-- Document text follows --

Olympia’s unofficial “DUI policy day” on Tuesday featured just five tweaks to drunken-driving laws, a package described even by supporters as modest.
House Bills 2344, 2503, 2506, 2507 and 2728, heard in the state House Judiciary Committee, would mostly clarify or reinforce some unclear parts of current law and stiffen penalties for a handful of the worst repeat DUI offenders.
Committee chairman Roger Goodman, D-Kirkland, said several other ideas had been deemed too expensive. Another, to establish random sobriety checkpoints, never got the momentum that had been expected.
The state Senate is considering a more substantive measure — to make drunken driving a felony on the fourth time it is committed, instead of the fifth — but supporters acknowledge it is likely too expensive to be approved in this year’s short legislative session.

-- Document text concluded --

In the DUI article, what would the measure the state Senate is considering do? Use only the DUI article for this, not the data.

-- Material provided follows --

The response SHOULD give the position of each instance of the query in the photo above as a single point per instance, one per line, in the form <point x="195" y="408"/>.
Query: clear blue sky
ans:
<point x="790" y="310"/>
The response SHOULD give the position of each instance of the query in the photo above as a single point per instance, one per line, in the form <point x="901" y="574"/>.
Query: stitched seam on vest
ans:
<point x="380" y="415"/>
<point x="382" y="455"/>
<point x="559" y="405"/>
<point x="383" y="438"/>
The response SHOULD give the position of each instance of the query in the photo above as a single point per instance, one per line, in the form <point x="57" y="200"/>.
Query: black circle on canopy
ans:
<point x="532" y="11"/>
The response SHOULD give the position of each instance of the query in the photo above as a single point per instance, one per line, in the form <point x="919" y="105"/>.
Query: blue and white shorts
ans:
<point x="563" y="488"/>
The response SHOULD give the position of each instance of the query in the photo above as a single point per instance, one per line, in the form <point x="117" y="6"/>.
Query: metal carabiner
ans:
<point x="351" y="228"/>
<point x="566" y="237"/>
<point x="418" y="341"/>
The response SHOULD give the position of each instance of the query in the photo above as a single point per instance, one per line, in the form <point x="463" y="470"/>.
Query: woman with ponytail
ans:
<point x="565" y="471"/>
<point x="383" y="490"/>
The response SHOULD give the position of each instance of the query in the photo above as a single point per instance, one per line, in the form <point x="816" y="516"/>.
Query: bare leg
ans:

-- Material provided concluded --

◆ Worked solution
It would make drunken driving a felony on the fourth offense instead of the fifth.